*Given entries*
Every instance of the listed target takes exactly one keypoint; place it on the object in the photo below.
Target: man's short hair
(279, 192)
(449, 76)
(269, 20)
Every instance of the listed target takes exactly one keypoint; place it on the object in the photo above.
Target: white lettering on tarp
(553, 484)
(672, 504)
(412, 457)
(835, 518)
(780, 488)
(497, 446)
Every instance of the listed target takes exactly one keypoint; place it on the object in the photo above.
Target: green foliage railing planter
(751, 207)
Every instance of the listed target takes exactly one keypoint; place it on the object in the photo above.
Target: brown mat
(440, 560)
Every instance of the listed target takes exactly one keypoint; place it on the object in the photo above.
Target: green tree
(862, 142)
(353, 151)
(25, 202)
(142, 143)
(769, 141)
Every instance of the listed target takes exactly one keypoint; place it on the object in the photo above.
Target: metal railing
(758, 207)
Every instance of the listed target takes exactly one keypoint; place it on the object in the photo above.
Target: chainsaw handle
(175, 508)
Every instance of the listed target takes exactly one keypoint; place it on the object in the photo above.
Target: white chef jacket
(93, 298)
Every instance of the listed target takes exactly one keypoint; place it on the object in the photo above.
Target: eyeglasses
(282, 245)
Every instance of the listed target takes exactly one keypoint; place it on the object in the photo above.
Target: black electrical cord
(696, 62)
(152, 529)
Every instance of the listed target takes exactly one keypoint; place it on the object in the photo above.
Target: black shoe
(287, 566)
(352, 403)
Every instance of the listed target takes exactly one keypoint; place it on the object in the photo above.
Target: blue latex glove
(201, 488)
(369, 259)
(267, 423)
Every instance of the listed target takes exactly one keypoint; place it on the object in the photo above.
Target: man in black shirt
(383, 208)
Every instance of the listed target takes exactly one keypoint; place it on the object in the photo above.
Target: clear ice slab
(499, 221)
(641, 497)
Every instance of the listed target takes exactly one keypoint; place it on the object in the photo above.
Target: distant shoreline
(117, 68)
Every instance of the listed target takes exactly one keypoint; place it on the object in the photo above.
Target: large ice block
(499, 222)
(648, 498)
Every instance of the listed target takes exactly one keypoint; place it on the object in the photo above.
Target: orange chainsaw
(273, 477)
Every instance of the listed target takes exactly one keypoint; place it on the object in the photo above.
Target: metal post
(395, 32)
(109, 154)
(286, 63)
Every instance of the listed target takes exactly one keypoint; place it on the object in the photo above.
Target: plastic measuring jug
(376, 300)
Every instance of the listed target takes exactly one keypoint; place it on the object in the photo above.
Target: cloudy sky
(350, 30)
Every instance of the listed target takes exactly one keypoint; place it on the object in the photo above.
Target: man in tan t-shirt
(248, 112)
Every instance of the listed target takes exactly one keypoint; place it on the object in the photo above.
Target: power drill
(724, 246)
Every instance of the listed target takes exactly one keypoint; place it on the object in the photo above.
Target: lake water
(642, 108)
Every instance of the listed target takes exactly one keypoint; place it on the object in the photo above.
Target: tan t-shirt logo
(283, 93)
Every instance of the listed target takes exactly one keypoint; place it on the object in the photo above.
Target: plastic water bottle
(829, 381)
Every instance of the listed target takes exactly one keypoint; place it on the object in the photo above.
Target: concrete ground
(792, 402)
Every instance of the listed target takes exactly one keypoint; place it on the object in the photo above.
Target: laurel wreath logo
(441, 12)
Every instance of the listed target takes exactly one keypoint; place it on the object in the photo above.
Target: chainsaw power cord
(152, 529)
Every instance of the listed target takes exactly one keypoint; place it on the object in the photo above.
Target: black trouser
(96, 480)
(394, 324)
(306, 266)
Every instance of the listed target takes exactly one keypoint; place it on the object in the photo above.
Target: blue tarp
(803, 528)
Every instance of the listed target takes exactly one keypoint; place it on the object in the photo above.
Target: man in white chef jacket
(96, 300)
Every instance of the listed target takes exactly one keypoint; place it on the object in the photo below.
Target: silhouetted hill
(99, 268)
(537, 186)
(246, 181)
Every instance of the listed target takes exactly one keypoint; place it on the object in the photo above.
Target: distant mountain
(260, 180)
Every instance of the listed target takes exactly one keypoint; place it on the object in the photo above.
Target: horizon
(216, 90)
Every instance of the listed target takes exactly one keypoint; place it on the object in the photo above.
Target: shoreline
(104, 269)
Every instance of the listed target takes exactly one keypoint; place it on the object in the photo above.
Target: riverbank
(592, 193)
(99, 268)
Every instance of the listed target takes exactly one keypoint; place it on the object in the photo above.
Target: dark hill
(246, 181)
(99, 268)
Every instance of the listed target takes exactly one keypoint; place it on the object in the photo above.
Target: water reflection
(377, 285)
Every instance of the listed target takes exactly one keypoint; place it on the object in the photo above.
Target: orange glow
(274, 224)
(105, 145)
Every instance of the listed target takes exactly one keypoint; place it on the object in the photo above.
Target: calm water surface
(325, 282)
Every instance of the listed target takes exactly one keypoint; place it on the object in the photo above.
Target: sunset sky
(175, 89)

*Exercise instructions*
Word for word, give the records again.

*Task response*
Every instance of the listed target takes exactly one keypoint; place it on the object in the photo below.
Target: man's short hair
(279, 192)
(449, 76)
(269, 20)
Every instance of the listed target takes exactly one keypoint; place it on the object in the photo above.
Target: white lettering on tarp
(553, 484)
(672, 504)
(412, 457)
(835, 518)
(780, 488)
(497, 446)
Every instance of the listed target takes exactly one keypoint; place it on the object in the photo above.
Target: green foliage railing planter
(751, 207)
Every instance of the listed target takes exactly one keypoint; place it on the object in the photo above.
Target: brown mat
(440, 560)
Every instance of the listed target takes exactly one keypoint; place it on the object in the photo above.
Target: green tree
(862, 142)
(353, 151)
(25, 202)
(142, 143)
(769, 141)
Every instance of the listed target takes exactly one keypoint; place it on the object in the photo above.
Target: metal railing
(758, 207)
Every instance of the listed target takes exactly one keypoint; place it on the object in the photo above.
Target: chainsaw handle
(175, 508)
Every instance of the listed target takes exactly one keypoint; place it on the object in the photo above.
Target: white chef jacket
(93, 298)
Every instance of the listed target takes exactly one keypoint; place it on the object in the photo above.
Target: eyeglasses
(282, 245)
Every instance of the listed target takes exactly one keypoint; place it on the object in the photo above.
Target: black electrical cord
(696, 62)
(152, 529)
Every instance of the listed target takes exactly one keypoint; place it on the object in the photo above.
Target: black shoe
(287, 566)
(352, 403)
Every instance of the listed target takes exactly one keypoint; place it on the object in the photo above.
Target: blue latex glove
(201, 488)
(369, 259)
(267, 423)
Every instance of the listed target takes exactly one keypoint; place it on the object in the photo above.
Target: man in black shirt
(383, 208)
Every instance of the listed target takes exactly one keypoint; place it on the object in the photo above.
Target: clear ice slab
(499, 221)
(641, 497)
Every instance of the listed target takes exactly one keypoint; place it on the object in the photo above.
Target: distant shoreline
(117, 68)
Every instance of the listed target takes exactly one keypoint; place it on the object in the photo above.
Target: large ice block
(499, 222)
(648, 498)
Every instance of the listed target takes exactly one keypoint; place it on the object in the photo above.
Target: orange chainsaw
(273, 477)
Every instance of the listed target takes exactly one keypoint; place it on the object in the photo above.
Target: metal post
(395, 32)
(109, 154)
(286, 63)
Every instance of the listed target takes exactly one keypoint; place it on the object in the photo above.
Target: plastic measuring jug
(376, 300)
Every instance of the listed target takes exactly one keypoint; place it on the object in the photo above.
Target: cloudy sky
(350, 30)
Every instance of the listed target takes exactly one keypoint; place it on the object in the photo above.
Target: man in tan t-shirt
(248, 112)
Every instance of the listed target takes exactly one keypoint; place it on the object in the photo above.
Target: power drill
(724, 246)
Every instance of the listed target takes exactly one keypoint; place it on the object in the photo above.
Target: lake water
(642, 108)
Every instance of the listed target takes exactly one keypoint; place it on the object in the photo above.
Target: tan t-shirt logo
(283, 93)
Every instance of the listed target takes exactly one keypoint; place it on the object in the photo above.
Target: plastic water bottle
(829, 381)
Every instance of the listed target takes exactly one keypoint; place it on the object in the photo above.
Target: concrete ground
(792, 402)
Every instance of the listed target takes exactly one keypoint; place it on the object in the photo above.
Target: laurel wreath logo
(441, 12)
Every instance of the listed target takes exactly one keypoint; place it on the object in the photo above.
Target: chainsaw power cord
(152, 529)
Every instance of the listed target takes exactly one keypoint; place it on the object in the photo above.
Target: black trouser
(96, 480)
(394, 324)
(306, 266)
Every instance of the listed target takes exactly one keypoint; place it on the object in the photo above.
Target: blue tarp
(803, 528)
Every instance of the listed target takes exactly one keypoint; place it on the object in the photo above.
Target: man in white chef jacket
(96, 300)
Every instance of the listed target takes exactly one keypoint; place it on the object in the photo below.
Target: silhouetted hill
(99, 268)
(537, 186)
(246, 181)
Every instance of the listed target takes exactly one keypoint; place it on the object in the photo above.
Target: distant mountain
(260, 180)
Every instance of the listed target takes exactly one keypoint; place it on the object in the photo above.
Target: horizon
(216, 90)
Every instance of the listed target takes exactly one keypoint; place it on the object in the photo above.
Target: shoreline
(104, 269)
Every instance of the listed target takes exactly one keypoint; place it on the object in the photo above.
Target: riverbank
(592, 193)
(99, 268)
Every instance of the listed target takes exactly one keypoint; place it on the object in the photo above.
Target: dark hill
(246, 181)
(99, 268)
Every instance of the listed target takes exactly one keypoint; place it on the object in the photo above.
Target: water reflection
(377, 285)
Every instance of the listed target takes exactly one keypoint; place it on the object in the photo above.
Target: orange glow
(274, 224)
(105, 145)
Every instance of the listed target takes exactly one keypoint; place it on the object in the photo above.
Target: calm water surface
(325, 282)
Every instance of the listed target takes exactly one keypoint; place it on the object in the photo above.
Target: sunset sky
(175, 89)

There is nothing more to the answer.